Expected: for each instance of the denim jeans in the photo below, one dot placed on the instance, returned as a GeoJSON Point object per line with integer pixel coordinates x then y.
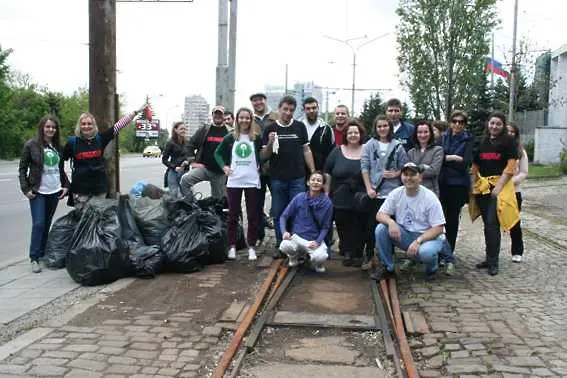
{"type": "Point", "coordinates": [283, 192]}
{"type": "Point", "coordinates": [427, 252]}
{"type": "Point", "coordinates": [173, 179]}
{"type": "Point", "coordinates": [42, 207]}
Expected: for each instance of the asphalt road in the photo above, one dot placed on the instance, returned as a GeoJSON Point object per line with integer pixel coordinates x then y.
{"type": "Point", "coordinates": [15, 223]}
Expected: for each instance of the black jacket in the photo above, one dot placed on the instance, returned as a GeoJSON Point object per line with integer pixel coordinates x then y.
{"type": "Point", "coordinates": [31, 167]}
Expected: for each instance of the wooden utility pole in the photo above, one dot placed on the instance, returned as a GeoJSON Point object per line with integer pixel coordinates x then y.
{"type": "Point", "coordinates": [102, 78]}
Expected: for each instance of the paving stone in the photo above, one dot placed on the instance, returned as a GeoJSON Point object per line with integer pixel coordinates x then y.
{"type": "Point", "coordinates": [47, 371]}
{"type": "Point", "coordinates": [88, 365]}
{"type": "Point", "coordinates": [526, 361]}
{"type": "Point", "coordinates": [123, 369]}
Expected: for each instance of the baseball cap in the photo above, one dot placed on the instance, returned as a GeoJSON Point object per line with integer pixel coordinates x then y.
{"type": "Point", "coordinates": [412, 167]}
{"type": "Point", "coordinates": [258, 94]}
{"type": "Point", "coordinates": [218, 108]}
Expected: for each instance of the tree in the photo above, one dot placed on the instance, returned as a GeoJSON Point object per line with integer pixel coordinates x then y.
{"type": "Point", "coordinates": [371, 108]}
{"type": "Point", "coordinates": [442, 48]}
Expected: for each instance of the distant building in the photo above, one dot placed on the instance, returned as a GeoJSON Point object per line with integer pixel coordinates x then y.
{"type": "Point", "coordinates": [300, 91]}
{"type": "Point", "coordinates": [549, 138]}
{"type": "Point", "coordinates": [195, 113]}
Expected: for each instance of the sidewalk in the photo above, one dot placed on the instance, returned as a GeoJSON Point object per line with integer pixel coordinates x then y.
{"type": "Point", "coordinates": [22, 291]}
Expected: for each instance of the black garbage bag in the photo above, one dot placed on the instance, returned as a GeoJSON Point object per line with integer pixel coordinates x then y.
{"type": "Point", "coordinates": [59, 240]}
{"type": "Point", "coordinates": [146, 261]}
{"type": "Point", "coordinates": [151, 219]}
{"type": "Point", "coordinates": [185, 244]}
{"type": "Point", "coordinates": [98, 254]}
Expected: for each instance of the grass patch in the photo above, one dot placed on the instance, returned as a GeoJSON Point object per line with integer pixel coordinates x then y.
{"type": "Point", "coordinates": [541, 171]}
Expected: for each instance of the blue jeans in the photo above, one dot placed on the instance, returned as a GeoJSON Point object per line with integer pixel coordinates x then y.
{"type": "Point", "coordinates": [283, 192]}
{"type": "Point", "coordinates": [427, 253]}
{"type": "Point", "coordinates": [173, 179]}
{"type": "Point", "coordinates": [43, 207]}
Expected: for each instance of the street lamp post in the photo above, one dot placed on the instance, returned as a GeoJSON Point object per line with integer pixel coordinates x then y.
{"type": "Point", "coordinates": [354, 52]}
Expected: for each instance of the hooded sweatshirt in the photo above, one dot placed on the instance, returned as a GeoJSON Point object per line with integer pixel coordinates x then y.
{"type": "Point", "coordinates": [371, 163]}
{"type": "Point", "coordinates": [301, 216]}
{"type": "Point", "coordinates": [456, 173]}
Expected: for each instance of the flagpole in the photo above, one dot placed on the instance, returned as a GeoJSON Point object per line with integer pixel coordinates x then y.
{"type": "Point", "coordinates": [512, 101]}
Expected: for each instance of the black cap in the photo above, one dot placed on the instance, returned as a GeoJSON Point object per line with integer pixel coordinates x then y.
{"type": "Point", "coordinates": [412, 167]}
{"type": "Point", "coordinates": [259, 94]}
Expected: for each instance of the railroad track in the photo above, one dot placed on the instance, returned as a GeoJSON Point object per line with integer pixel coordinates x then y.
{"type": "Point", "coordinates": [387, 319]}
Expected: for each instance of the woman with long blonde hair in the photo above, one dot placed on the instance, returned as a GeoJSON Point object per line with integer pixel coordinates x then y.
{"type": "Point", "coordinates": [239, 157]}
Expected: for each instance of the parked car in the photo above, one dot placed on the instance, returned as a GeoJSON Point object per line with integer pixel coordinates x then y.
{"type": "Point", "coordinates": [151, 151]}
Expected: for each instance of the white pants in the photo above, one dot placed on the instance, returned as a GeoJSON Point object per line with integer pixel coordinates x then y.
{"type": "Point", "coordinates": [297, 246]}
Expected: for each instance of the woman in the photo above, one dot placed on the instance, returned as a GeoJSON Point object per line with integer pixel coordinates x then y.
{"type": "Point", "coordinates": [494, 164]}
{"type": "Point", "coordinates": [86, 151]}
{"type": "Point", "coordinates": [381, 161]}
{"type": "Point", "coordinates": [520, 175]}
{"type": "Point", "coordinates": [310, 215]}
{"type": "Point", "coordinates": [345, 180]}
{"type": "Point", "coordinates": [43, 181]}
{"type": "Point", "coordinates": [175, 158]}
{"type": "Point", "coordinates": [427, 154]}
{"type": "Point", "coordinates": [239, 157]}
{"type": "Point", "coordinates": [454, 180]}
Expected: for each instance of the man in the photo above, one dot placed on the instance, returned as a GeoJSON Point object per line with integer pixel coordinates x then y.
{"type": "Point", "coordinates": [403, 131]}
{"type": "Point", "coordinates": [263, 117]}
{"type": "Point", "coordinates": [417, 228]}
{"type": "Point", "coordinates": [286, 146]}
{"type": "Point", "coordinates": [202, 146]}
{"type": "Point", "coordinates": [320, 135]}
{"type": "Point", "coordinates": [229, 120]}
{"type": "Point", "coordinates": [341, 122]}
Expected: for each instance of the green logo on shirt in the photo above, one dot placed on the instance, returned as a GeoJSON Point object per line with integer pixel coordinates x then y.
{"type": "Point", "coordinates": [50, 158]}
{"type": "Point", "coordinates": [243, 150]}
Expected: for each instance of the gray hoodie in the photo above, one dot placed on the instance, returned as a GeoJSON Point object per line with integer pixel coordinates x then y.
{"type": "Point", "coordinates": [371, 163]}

Given exercise: Print all of the records shown above exactly, leaving out each picture.

Complete output:
Expected: for each instance of the denim jeans in the photo below, one dot placed on the instance, returned as a GeoJSON Point object per line with integer pixel coordinates x then y.
{"type": "Point", "coordinates": [283, 192]}
{"type": "Point", "coordinates": [427, 252]}
{"type": "Point", "coordinates": [173, 179]}
{"type": "Point", "coordinates": [42, 207]}
Expected: for each instance of the asphalt road in the photo above, one dot placed on the instance, returned as a GeoJSON Point object per line with integer pixel coordinates x then y.
{"type": "Point", "coordinates": [15, 223]}
Expected: for each instance of the black jacket in the photo above, one dot placed on the instance, returned as a GeoJSON Point object per line with integer pixel coordinates x then y.
{"type": "Point", "coordinates": [31, 167]}
Expected: for each instance of the wooden utility pole in the photo above, one dot placed on the instance, returned as a GeoJSON Point object per line with integer pixel coordinates x then y.
{"type": "Point", "coordinates": [102, 78]}
Expected: for each instance of the paving stone in the photo above, one dot placed on the instance, returned as a GeoJSON Point object per line with integer pixel coordinates x then y.
{"type": "Point", "coordinates": [47, 371]}
{"type": "Point", "coordinates": [88, 365]}
{"type": "Point", "coordinates": [526, 361]}
{"type": "Point", "coordinates": [123, 369]}
Expected: for each instance of the baseball cap in the photo above, one dot placed on the instance, returned as a GeoJSON Point object per line with integer pixel coordinates x then y.
{"type": "Point", "coordinates": [412, 167]}
{"type": "Point", "coordinates": [258, 94]}
{"type": "Point", "coordinates": [218, 108]}
Expected: for each instance of the tree in the photo above, one dot placed on the instance, returned as a GeoJSON Point object per line with integer pixel coordinates x then y.
{"type": "Point", "coordinates": [371, 108]}
{"type": "Point", "coordinates": [442, 48]}
Expected: for each instance of the distant building in the photo above, one dot placed on the instance, returned as a GeoJSON Point object per line with integer pixel coordinates x then y.
{"type": "Point", "coordinates": [300, 91]}
{"type": "Point", "coordinates": [549, 138]}
{"type": "Point", "coordinates": [195, 113]}
Expected: for each instance of the sidewalk in the photo above, one dot placed on the instance, returned as a GeoJSON Point object per line with integer pixel coordinates x then y.
{"type": "Point", "coordinates": [22, 291]}
Expected: for each instance of the black garbage bag in the photo above, one dot placed on the instance, returned as a GeoJSON Point object per line with integer pixel coordinates x then y.
{"type": "Point", "coordinates": [59, 240]}
{"type": "Point", "coordinates": [146, 261]}
{"type": "Point", "coordinates": [151, 219]}
{"type": "Point", "coordinates": [185, 244]}
{"type": "Point", "coordinates": [98, 254]}
Expected: for each instance of the grass patch in the photo above, one dot placed on the instance, returned as a GeoJSON Point object per line with integer pixel coordinates x then y.
{"type": "Point", "coordinates": [541, 171]}
Expected: for each instance of the blue jeans in the photo above, one dot placed on the instance, returned as a GeoJSON Point object per line with integer pixel coordinates x then y.
{"type": "Point", "coordinates": [283, 192]}
{"type": "Point", "coordinates": [427, 253]}
{"type": "Point", "coordinates": [173, 179]}
{"type": "Point", "coordinates": [43, 207]}
Expected: for each instance of the street lamp post in the photo above, one dot placed on the instance, returned as a GeoJSON Point object per line with integer pixel coordinates x then y.
{"type": "Point", "coordinates": [354, 52]}
Expected: for each instance of the hooded sweatshirt in the photo above, one dot placed on the instance, returned as a GeoJSON Point object per line with integer pixel coordinates x then y.
{"type": "Point", "coordinates": [371, 163]}
{"type": "Point", "coordinates": [301, 216]}
{"type": "Point", "coordinates": [456, 173]}
Expected: for each instance of the flagpole in the photo above, one dot placed on the instance, returned as a GeoJSON Point object per line with integer pixel coordinates x then y.
{"type": "Point", "coordinates": [512, 101]}
Expected: for each instance of the black cap in the photo above, one dot placed on the instance, returned as a GeoJSON Point object per line with integer pixel coordinates x then y.
{"type": "Point", "coordinates": [412, 167]}
{"type": "Point", "coordinates": [259, 94]}
Expected: for each instance of the railroad track in the photo above, one dot placed on the instance, returned as a GeoJSON Point object per line with integer pixel coordinates x then y.
{"type": "Point", "coordinates": [387, 319]}
Expected: for each instance of the woman with long blonde hair in the photo above, one dot placed on the instance, returned as a GeoJSON Point object per line with integer pixel coordinates x then y.
{"type": "Point", "coordinates": [239, 157]}
Expected: for each instance of the parked car in the photo above, one dot placed on the instance, returned as a GeoJSON Point object per line with integer pixel coordinates x then y.
{"type": "Point", "coordinates": [151, 151]}
Expected: for each instance of the white pants in the photo above, one dot placed on the instance, returned as a GeoJSON Point object per line with integer pixel coordinates x then y.
{"type": "Point", "coordinates": [297, 246]}
Expected: for each instance of the woman in the photo above, one dot placed on the instance, returned as a GeoJSON Point object per line with integer pixel coordinates x then y.
{"type": "Point", "coordinates": [494, 164]}
{"type": "Point", "coordinates": [86, 151]}
{"type": "Point", "coordinates": [381, 161]}
{"type": "Point", "coordinates": [520, 175]}
{"type": "Point", "coordinates": [310, 215]}
{"type": "Point", "coordinates": [345, 180]}
{"type": "Point", "coordinates": [43, 181]}
{"type": "Point", "coordinates": [175, 158]}
{"type": "Point", "coordinates": [427, 154]}
{"type": "Point", "coordinates": [239, 157]}
{"type": "Point", "coordinates": [454, 180]}
Expected: for each instance of the man in the photo above, one dot placed on the instance, returned as a GeoJSON Point object per line with integer pixel coordinates x then y.
{"type": "Point", "coordinates": [403, 131]}
{"type": "Point", "coordinates": [263, 117]}
{"type": "Point", "coordinates": [417, 228]}
{"type": "Point", "coordinates": [286, 146]}
{"type": "Point", "coordinates": [202, 146]}
{"type": "Point", "coordinates": [320, 135]}
{"type": "Point", "coordinates": [229, 120]}
{"type": "Point", "coordinates": [341, 122]}
Expected: for each instance of the green logo on shirt in the photo above, one dot placed on the instance, returned as a GeoJSON Point object per line with integer pixel coordinates x then y.
{"type": "Point", "coordinates": [50, 158]}
{"type": "Point", "coordinates": [243, 150]}
Expected: for each instance of the gray hoodie in the photo above, one dot placed on the instance, returned as a GeoJSON Point object per line with integer pixel coordinates x then y.
{"type": "Point", "coordinates": [371, 163]}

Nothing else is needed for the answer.